## OBJECTIVE
Update the material from its beginning down to and including the line that contains "<point>308,428</point>" by replacing "shop interior shelf" with "store interior shelf", leaving all else unchanged, and return only those lines.

## LISTED ENTRIES
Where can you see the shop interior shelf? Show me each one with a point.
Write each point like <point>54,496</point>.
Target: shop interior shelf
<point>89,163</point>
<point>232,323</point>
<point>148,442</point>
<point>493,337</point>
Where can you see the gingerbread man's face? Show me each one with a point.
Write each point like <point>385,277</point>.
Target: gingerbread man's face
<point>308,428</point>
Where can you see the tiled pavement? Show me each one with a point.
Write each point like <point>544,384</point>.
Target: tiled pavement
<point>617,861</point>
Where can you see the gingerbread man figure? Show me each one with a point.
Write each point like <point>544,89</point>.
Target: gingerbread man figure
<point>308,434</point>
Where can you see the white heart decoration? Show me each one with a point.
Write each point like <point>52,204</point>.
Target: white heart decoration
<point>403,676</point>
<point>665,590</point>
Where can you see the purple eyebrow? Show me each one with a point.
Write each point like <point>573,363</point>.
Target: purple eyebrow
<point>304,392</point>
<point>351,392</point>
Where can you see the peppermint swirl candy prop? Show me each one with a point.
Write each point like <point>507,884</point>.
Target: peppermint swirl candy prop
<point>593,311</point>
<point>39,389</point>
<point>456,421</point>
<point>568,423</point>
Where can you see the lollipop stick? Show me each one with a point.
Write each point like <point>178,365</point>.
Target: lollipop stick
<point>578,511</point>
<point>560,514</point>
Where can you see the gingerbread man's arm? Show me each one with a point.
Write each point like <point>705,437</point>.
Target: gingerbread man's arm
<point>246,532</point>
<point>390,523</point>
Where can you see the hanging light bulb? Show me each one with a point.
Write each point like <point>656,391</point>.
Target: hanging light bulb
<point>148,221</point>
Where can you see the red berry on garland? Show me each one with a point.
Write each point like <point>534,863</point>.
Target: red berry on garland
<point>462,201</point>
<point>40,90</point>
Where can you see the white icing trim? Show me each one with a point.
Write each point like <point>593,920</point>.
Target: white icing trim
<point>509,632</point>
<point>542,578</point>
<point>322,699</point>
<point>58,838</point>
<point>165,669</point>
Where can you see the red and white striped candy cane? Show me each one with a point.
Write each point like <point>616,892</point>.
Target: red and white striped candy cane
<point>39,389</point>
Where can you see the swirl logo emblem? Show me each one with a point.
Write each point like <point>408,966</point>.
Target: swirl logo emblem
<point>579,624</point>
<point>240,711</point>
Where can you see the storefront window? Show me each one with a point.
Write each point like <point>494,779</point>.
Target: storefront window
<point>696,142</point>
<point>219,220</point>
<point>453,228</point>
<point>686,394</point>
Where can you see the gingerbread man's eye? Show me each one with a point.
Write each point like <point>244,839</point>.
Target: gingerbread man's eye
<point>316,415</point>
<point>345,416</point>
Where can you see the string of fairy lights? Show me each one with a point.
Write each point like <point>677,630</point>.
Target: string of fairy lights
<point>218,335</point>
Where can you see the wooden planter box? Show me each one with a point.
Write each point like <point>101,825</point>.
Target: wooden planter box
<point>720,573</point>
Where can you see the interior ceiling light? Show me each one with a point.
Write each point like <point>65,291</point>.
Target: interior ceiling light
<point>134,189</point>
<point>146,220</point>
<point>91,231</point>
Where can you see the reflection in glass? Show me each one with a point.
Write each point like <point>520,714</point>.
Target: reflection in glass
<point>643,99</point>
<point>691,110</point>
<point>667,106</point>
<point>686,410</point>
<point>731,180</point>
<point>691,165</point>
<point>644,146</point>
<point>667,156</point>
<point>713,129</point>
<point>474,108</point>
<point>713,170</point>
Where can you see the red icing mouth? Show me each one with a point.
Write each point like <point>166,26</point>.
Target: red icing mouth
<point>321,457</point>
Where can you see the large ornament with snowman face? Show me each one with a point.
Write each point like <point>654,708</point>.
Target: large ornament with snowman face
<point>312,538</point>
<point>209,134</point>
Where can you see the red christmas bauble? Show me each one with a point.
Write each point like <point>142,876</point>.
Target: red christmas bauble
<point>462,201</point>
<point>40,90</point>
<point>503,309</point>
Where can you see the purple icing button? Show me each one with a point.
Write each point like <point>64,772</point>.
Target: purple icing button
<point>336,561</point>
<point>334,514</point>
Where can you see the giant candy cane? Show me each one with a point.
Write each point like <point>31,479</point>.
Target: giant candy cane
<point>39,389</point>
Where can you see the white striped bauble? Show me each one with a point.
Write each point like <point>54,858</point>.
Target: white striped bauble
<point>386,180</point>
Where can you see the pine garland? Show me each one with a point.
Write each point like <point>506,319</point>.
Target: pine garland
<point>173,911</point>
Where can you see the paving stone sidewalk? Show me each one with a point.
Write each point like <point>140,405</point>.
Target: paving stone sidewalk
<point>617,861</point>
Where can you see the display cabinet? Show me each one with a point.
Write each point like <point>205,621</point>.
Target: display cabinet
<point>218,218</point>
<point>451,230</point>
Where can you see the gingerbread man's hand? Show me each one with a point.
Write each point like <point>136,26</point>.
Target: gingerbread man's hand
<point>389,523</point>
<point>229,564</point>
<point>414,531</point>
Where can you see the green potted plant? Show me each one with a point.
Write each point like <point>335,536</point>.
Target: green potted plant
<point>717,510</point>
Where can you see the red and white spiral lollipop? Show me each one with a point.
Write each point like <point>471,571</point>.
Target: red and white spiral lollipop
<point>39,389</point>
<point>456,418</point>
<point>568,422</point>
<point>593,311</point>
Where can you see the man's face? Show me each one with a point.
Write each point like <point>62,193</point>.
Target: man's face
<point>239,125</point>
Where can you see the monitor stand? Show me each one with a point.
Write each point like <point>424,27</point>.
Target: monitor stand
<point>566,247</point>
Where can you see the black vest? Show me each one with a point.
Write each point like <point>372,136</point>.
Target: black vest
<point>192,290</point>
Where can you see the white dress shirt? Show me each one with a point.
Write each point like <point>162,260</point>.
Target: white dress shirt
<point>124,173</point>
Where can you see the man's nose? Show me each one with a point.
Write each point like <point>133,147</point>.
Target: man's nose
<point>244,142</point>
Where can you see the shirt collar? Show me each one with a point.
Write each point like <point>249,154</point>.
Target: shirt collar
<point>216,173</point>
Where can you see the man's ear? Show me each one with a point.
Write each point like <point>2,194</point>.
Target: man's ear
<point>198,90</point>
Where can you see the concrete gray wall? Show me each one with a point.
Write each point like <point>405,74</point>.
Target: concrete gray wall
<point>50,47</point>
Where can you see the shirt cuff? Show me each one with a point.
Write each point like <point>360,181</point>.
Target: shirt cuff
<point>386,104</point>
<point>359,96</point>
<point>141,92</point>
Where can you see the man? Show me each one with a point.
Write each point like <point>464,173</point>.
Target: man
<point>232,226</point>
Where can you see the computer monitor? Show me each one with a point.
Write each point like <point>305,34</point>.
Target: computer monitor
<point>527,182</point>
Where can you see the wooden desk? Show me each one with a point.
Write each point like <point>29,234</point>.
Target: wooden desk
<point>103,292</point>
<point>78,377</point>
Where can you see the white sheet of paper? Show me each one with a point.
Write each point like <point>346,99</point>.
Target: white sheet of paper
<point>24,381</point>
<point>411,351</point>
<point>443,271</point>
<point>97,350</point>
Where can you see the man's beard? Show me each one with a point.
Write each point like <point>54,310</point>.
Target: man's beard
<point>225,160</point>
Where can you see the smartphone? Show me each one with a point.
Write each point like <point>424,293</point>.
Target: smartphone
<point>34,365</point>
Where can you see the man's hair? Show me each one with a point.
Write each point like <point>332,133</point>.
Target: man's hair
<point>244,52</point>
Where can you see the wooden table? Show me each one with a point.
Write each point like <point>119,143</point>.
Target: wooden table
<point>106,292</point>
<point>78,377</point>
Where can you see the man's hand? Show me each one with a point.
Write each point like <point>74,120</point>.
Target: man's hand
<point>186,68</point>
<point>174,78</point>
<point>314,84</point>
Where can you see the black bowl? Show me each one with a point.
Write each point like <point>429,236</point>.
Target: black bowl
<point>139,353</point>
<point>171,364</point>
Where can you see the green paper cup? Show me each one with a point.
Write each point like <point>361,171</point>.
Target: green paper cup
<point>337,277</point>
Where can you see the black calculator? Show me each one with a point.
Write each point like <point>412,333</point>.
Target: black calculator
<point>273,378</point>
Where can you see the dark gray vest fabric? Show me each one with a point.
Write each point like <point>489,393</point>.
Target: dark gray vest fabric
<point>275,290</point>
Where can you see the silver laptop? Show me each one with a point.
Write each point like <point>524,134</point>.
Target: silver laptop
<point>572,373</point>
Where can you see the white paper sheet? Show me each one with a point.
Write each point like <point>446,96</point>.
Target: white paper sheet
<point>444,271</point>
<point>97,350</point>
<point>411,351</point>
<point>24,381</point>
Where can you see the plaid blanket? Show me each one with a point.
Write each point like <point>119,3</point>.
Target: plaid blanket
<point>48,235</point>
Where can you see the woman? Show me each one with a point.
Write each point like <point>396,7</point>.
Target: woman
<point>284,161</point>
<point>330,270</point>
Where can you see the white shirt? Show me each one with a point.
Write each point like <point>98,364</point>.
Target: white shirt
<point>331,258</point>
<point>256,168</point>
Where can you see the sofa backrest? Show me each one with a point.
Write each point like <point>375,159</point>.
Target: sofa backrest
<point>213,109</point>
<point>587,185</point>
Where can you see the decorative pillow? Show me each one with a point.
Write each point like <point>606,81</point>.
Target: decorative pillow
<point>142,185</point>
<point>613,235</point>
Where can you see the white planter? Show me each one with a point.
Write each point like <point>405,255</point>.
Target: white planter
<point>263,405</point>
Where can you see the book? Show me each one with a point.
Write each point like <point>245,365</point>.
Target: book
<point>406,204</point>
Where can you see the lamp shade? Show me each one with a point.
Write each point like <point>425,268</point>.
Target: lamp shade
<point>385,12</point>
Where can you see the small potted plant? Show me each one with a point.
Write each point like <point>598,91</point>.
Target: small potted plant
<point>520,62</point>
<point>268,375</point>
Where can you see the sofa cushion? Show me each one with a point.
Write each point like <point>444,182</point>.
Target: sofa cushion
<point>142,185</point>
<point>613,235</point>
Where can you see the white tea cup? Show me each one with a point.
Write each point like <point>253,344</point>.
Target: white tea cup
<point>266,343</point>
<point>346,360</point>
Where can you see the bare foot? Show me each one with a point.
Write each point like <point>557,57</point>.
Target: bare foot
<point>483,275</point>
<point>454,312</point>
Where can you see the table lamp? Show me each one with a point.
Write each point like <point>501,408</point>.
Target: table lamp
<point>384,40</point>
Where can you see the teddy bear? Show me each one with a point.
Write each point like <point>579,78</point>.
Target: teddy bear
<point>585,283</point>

## ANSWER IN FULL
Where can you see the store interior shelf? Show me each one with a point.
Write each point like <point>54,496</point>.
Target: store interior shelf
<point>89,163</point>
<point>232,323</point>
<point>148,442</point>
<point>493,337</point>
Where can you see the gingerbread man's face? Show me each one with a point.
Write each point like <point>385,277</point>.
Target: gingerbread man's face
<point>308,428</point>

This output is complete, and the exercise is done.